### WHAT THIS TASK INVOLVES
All of the data below is to be output without alteration.
*** SOURCE RECORDS Section Begins ***
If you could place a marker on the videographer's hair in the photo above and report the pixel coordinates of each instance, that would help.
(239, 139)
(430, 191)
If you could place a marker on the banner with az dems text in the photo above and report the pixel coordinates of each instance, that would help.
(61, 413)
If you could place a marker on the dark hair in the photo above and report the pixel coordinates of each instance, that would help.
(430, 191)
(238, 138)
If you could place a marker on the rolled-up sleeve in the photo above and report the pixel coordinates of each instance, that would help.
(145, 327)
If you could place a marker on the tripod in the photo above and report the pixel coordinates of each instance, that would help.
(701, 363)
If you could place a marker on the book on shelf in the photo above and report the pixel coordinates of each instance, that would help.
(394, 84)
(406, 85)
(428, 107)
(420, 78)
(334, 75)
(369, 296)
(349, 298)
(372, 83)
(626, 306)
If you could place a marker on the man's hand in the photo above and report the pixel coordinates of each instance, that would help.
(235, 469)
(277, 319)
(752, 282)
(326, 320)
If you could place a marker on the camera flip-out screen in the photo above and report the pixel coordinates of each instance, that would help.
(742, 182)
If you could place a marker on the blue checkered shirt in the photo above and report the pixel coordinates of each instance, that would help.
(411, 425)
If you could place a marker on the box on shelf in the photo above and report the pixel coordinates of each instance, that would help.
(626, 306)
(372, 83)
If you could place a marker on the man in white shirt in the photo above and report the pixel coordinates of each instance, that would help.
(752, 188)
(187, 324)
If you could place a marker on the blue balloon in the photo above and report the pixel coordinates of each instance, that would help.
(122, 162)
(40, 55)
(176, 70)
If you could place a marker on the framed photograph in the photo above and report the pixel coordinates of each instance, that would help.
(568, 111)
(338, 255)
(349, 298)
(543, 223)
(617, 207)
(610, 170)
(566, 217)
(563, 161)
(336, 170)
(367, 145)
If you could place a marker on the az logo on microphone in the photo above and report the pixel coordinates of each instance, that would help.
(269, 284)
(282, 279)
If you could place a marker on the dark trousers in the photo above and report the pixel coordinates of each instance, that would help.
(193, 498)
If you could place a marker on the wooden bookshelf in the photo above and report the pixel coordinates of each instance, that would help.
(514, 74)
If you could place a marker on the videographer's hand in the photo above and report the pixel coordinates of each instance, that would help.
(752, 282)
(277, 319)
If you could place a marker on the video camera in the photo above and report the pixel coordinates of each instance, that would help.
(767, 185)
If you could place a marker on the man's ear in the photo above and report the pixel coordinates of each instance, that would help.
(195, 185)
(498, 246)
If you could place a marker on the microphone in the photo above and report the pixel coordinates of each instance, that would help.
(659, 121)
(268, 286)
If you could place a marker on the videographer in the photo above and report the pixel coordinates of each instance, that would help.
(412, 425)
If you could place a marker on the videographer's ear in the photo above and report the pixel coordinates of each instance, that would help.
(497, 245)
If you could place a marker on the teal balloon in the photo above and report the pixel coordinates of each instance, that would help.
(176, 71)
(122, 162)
*** SOURCE RECORDS Section Ends ***
### TASK ANSWER
If you could place a marker on the videographer's hair in the photo above and report the pixel coordinates of each instance, that would help.
(239, 139)
(430, 191)
If you could place a marker on the banner with az dems text in the photo above and report the pixel coordinates of each instance, that would help.
(61, 413)
If you could place a marker on the dark hair in the photo above and report the pixel coordinates of each instance, that would help.
(430, 191)
(238, 138)
If you could place a marker on the rolled-up sleeve in the photo above and report the pixel coordinates of each instance, that would help.
(145, 327)
If you could place a marker on the tripod in the photo above and report the pixel coordinates of each instance, that would help.
(701, 363)
If you could place a marker on the book on shelf in the photo above and report the pixel coordinates of each instance, that would help.
(394, 84)
(406, 85)
(428, 107)
(420, 78)
(334, 75)
(369, 296)
(349, 298)
(372, 83)
(626, 306)
If you could place a marker on the man's hand in the photo above and report the pixel coordinates of each instance, that would help.
(235, 469)
(277, 319)
(752, 282)
(326, 320)
If you could place a marker on the camera flip-out screen in the photo above and report the pixel coordinates of each instance, that would help.
(742, 182)
If you could place a marker on the blue checkered shirt in the photo above and report the pixel coordinates of each instance, that would help.
(411, 425)
If you could place a marker on the box on shelf in the photo above and report the pixel coordinates of each instance, that would help.
(626, 306)
(372, 83)
If you could place a marker on the man in white shirt in the photo above and report the pixel coordinates of each instance, that would help.
(752, 188)
(187, 324)
If you could place a marker on the blue balloon in the photo above and report the pixel coordinates of each instance, that would help.
(122, 162)
(40, 55)
(176, 70)
If you could place a marker on the framed photograph in the photo above and report the pixel coordinates of each instance, that would help.
(568, 111)
(338, 255)
(349, 298)
(543, 223)
(617, 207)
(610, 170)
(566, 217)
(563, 161)
(336, 170)
(367, 145)
If you could place a marker on the az logo on microphone in the photo above and report the pixel coordinates of each instance, that would help.
(269, 284)
(282, 279)
If you could place a marker on the dark trousers in the photo above and report the pixel coordinates of each instance, that would help.
(193, 498)
If you could place a marker on the wooden bookshelf in the photo above and report the pixel coordinates of each instance, that would help.
(514, 74)
If you could place a marker on the videographer's hand in the photo above and report the pixel coordinates of each instance, that would help.
(752, 282)
(277, 319)
If you could place a marker on the video camera in the photo above and report the pixel coordinates of each instance, that would help.
(767, 185)
If you could place a marker on the man's ear in the photo above and report the pixel coordinates of each instance, that would help.
(195, 185)
(498, 246)
If you could place a marker on the microphone in the photo above and report the pixel coordinates of each instance, that would help.
(659, 121)
(268, 286)
If you could place a marker on the videographer in the photo above and report the pixel coordinates of each instance, that would help.
(412, 425)
If you could place a marker on the videographer's ear in the photo above and report the pixel coordinates of each instance, that would help.
(497, 245)
If you could place a marker on the teal balloon in the photo above and report the pixel coordinates of each instance, that would help.
(176, 71)
(122, 162)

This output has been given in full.